Posted on June 18, 2025June 19, 2025 by Brian Colwell

T.L.D.R. – 

  • Age at Signing: 53
  • Occupation: Merchant
  • Key Perspective/Position: “Firebrand of Revolution”
  • Personal Sacrifice: Wanted by British with Hancock
  • Unique Contribution: Founded Sons of Liberty; organized Boston Tea Party

Read about the lives of the other signers of the Declaration of Independence here – ‘Who Were The Signers Of The Declaration Of Independence?’

Introduction

Samuel Adams was born on September 27, 1722, in Boston, Massachusetts, to Puritan parents. A second cousin of John Adams, he graduated from Harvard College in 1740. Initially expected to become a minister, he turned to politics and commerce. He married twice and had two children.

Adams was elected to the Massachusetts House of Representatives and became one of the leading advocates for American independence by the 1770s. He was a founding member of the Sons of Liberty, which organized the Boston Tea Party in 1773. His strong opposition to British rule made him such a threat that British authorities offered pardons to all after Lexington and Concord except Adams and John Hancock.

Known as the “Firebrand of the Revolution,” Adams served in both Continental Congresses, signing the Declaration in 1776. After the war, he helped draft the Massachusetts state constitution. He served in the Continental Congress until 1781, the Massachusetts State Senate from 1781-1788, as Lieutenant Governor from 1789-1793, and as Governor from 1794-1797. He initially opposed the Constitution due to lack of a Bill of Rights. Adams died on October 2, 1803, at age 81.

- _Entries provided_:
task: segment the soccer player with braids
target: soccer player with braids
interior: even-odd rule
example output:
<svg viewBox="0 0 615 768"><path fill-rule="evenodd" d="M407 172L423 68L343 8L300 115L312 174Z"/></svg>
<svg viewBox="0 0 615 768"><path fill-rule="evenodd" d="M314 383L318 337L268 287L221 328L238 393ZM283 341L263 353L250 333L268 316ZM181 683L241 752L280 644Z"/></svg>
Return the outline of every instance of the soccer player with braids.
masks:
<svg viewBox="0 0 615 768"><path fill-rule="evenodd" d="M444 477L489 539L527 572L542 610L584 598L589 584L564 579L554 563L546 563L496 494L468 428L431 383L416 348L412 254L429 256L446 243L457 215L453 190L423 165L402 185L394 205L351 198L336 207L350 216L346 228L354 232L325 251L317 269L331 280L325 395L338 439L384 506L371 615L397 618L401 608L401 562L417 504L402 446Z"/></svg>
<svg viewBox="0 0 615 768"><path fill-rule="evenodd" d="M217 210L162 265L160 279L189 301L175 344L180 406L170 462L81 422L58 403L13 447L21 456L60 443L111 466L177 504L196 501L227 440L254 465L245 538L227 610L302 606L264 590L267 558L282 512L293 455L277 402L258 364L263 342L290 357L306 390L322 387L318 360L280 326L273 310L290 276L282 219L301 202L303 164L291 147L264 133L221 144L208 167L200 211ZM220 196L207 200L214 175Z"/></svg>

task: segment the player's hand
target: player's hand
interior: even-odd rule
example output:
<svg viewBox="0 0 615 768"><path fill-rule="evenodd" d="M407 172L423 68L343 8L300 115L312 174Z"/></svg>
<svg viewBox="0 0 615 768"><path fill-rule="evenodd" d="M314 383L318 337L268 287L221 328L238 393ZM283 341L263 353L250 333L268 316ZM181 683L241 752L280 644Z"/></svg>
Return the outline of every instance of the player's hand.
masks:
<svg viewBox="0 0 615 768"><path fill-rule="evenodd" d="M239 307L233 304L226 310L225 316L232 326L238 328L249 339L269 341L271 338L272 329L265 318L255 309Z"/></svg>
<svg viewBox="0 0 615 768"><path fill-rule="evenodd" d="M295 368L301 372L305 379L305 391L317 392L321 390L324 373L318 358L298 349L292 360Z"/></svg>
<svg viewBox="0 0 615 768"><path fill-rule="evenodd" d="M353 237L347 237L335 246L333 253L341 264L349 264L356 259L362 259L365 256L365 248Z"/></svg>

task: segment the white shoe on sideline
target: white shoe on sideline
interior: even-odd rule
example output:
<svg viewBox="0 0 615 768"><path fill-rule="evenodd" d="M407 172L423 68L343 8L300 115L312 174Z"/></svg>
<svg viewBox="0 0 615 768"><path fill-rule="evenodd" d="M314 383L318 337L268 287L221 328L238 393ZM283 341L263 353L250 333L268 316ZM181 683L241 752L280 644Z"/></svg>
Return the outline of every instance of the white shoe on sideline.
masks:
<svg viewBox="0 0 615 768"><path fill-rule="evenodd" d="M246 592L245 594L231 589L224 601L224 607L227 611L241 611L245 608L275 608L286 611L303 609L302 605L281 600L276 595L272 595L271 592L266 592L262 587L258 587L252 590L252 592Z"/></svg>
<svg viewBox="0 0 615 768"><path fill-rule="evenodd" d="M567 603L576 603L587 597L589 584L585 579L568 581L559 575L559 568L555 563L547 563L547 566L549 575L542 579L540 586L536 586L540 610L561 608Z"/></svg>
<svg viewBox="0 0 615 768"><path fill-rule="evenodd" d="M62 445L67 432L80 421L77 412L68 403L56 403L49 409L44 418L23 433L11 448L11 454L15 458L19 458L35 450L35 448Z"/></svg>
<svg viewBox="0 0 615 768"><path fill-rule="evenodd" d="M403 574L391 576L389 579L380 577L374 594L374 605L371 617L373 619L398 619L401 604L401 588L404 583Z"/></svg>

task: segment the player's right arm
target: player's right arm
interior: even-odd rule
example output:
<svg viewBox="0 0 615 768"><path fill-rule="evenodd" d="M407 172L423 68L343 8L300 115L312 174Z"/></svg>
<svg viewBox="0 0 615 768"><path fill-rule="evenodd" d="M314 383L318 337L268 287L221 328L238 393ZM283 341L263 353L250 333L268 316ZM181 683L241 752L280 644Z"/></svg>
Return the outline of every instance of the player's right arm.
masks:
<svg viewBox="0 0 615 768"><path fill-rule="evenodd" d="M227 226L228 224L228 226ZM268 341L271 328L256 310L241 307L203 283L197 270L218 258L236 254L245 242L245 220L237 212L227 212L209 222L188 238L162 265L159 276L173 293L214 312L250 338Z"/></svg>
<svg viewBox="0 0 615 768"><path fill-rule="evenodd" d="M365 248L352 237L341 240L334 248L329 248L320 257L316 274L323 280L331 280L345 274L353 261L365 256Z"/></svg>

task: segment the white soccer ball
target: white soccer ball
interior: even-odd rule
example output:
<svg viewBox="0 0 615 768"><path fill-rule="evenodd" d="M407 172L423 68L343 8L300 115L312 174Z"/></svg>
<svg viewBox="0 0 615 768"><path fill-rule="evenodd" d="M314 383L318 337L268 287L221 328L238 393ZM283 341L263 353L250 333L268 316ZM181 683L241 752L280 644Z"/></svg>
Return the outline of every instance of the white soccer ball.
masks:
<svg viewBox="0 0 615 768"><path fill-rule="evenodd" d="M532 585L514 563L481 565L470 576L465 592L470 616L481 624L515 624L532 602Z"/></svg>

- _Task instructions_:
a) Please write out the part of the Samuel Adams profile starting at "Read about the" and ending at "and John Hancock.".
b) Write what comes next in the Samuel Adams profile, picking up after its final sentence.

- _The results_:
a)
Read about the lives of the other signers of the Declaration of Independence here – ‘Who Were The Signers Of The Declaration Of Independence?’

Introduction

Samuel Adams was born on September 27, 1722, in Boston, Massachusetts, to Puritan parents. A second cousin of John Adams, he graduated from Harvard College in 1740. Initially expected to become a minister, he turned to politics and commerce. He married twice and had two children.

Adams was elected to the Massachusetts House of Representatives and became one of the leading advocates for American independence by the 1770s. He was a founding member of the Sons of Liberty, which organized the Boston Tea Party in 1773. His strong opposition to British rule made him such a threat that British authorities offered pardons to all after Lexington and Concord except Adams and John Hancock.

b)
Contribution to Independence: Adams was one of the earliest and most vocal advocates for complete independence from Britain. His organizing skills and passionate rhetoric helped move colonial sentiment toward revolution, earning him recognition as the “Father of the American Revolution.”

A Brief Biography

Of the men who signed the Declaration of Independence, few exercised a more powerful influence than Samuel Adams. Samuel Adams was born at Quincy, Massachusetts, September 22, 1722. He descends from pilgrim ancestors John and Margaret Thurston who arrived in 1637, and Henry and Honor Rolfe of Wiltshire, England. His father, Samuel was a man of considerable wealth, a brewer and member of the Massachusetts Assembly. Samuel Adams was the eldest son of twelve children born to Samuel and Mary Fifield Adams.

Samuel Adams was of medium height, a muscular build, gray eyes, genial manner, steadfast and warm in friendship. Adams was a devout Puritan, and was first married in 1749 to Elizabeth Checkley who died in 1757 with whom he had a son and a daughter. He married Elizabeth Wells, his second wife in 1764.

In 1736, he began his time at Harvard University, receiving a degree of Master of Arts in 1743, writing for his thesis, “Whether It be lawful to resist the Supreme Magistrate, if the Commonwealth cannot be otherwise preserved.” After graduation, he began the study of law then apprenticed with a local merchant for a short time. Adams opened his own business but it failed. On the death of his parents in 1749 he inherited a fine home and brewery. All his business ventures eventually failed and he lost his entire inheritance. He nearly lost his home several times but through the generosity of family and friends was able to keep it.  John Adams, his second cousin called him “a universal good character, unless it should be admitted that he is too attentive to the public, and not enough to himself and his family.”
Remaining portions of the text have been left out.